Lines from the top of the entries down to the line with "Target: red brick" must be set down exactly as they stand, with both ends retained.

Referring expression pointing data
▼

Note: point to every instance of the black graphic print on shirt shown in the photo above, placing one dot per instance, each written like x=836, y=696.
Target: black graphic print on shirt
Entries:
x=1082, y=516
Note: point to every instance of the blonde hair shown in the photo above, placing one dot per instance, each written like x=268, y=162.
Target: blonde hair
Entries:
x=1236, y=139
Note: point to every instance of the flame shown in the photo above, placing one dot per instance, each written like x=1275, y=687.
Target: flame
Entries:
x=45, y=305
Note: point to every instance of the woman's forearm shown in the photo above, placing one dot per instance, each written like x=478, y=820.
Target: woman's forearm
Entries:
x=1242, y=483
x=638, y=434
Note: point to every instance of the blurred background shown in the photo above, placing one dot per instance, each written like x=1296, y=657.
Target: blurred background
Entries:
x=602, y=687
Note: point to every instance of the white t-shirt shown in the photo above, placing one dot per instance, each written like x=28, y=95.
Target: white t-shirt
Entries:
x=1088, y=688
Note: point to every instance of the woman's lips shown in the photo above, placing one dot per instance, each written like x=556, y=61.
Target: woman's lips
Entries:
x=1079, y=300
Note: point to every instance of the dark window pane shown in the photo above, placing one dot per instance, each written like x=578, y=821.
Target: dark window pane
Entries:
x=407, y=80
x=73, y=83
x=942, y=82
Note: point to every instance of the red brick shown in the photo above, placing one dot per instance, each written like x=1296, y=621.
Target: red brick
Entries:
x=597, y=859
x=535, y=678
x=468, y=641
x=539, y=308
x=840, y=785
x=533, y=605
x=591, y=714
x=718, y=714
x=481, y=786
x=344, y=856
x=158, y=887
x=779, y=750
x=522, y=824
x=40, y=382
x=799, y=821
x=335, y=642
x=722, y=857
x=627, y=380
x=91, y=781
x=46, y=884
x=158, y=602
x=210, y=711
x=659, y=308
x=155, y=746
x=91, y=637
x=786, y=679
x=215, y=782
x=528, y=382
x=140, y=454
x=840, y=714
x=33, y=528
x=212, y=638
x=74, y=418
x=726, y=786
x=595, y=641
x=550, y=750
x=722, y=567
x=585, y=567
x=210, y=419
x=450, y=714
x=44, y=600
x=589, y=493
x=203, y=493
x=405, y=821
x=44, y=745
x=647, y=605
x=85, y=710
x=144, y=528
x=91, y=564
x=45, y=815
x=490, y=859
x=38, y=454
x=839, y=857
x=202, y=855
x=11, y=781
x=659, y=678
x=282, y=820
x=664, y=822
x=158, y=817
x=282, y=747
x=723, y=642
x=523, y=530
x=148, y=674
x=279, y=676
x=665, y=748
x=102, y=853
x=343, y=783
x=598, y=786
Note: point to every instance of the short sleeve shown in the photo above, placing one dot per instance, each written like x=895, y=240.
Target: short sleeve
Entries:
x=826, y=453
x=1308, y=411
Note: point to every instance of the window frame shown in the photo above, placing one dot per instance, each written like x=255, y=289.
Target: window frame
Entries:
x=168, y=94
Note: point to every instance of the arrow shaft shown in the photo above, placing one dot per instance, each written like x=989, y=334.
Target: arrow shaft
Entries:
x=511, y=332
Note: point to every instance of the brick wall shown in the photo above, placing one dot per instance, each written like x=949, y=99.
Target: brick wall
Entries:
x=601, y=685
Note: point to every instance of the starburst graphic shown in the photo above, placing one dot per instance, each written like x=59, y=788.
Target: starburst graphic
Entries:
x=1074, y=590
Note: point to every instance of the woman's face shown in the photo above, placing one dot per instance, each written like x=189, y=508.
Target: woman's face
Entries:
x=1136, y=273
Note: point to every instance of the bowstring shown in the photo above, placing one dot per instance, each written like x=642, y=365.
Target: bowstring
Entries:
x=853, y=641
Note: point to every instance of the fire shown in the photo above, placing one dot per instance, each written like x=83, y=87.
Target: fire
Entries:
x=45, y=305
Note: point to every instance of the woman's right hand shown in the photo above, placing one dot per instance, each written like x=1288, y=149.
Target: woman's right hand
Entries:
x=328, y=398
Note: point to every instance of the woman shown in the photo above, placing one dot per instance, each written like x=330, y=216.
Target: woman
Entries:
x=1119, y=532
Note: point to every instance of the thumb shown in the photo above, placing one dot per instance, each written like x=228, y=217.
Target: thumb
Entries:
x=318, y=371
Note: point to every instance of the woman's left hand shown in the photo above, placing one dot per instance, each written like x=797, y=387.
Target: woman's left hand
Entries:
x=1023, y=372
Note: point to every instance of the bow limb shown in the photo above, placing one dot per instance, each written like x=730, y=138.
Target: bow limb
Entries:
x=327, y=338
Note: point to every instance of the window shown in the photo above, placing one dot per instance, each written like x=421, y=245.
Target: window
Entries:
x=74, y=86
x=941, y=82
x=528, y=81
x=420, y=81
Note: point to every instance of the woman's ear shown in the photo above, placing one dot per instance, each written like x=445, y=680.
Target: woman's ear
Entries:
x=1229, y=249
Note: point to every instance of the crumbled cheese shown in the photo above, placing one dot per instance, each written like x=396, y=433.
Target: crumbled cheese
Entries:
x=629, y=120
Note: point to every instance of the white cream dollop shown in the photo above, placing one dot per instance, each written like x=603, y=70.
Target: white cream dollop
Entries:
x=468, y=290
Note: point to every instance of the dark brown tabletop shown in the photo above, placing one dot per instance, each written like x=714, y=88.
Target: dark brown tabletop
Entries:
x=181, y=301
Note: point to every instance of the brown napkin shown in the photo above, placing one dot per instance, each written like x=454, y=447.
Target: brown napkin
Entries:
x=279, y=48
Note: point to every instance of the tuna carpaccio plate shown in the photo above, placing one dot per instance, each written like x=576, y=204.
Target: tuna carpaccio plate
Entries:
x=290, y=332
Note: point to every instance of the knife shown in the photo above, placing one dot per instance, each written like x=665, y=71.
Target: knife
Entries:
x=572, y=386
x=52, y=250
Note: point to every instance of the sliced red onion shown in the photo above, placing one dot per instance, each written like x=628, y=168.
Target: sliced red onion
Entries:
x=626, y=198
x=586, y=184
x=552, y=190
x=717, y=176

▲

§ Exercise answer
Note: point to every instance of the black graphic print on shirt shown in the photo above, placing one dot per instance, each written like x=836, y=696.
Target: black graphic print on shirt
Entries:
x=1082, y=516
Note: point to every instance of the blonde hair shown in the photo above, placing one dot per instance, each written like x=268, y=162.
Target: blonde hair
Entries:
x=1236, y=139
Note: point to every instance of the flame shown in the photo above, placing one dot per instance, each written like x=1275, y=687.
Target: flame
Entries:
x=45, y=305
Note: point to every instance of the woman's forearm shown in the photo above, placing one dot per instance, each written like x=478, y=820.
Target: woman's forearm
Entries:
x=1242, y=483
x=638, y=434
Note: point to every instance of the blurred background shown in the photo above, placing one dot per instance, each written like x=1296, y=657.
Target: blurred background
Entries:
x=602, y=687
Note: point to every instance of the white t-shirt shown in the photo above, placing one dot per instance, each written like x=28, y=95.
Target: white t-shirt
Entries:
x=1088, y=688
Note: point to every instance of the woman's lips shown in the photo above, placing one dot per instance, each written like x=556, y=61.
Target: woman's lips
Entries:
x=1079, y=300
Note: point to every instance of the dark window pane shown in the photo above, placing one dot per instance, each written like x=578, y=821.
Target: dark window pane
Entries:
x=407, y=80
x=73, y=83
x=942, y=82
Note: point to every instance of the red brick shown in the photo above, placing one dot per instance, each written like x=1296, y=621.
Target: red brick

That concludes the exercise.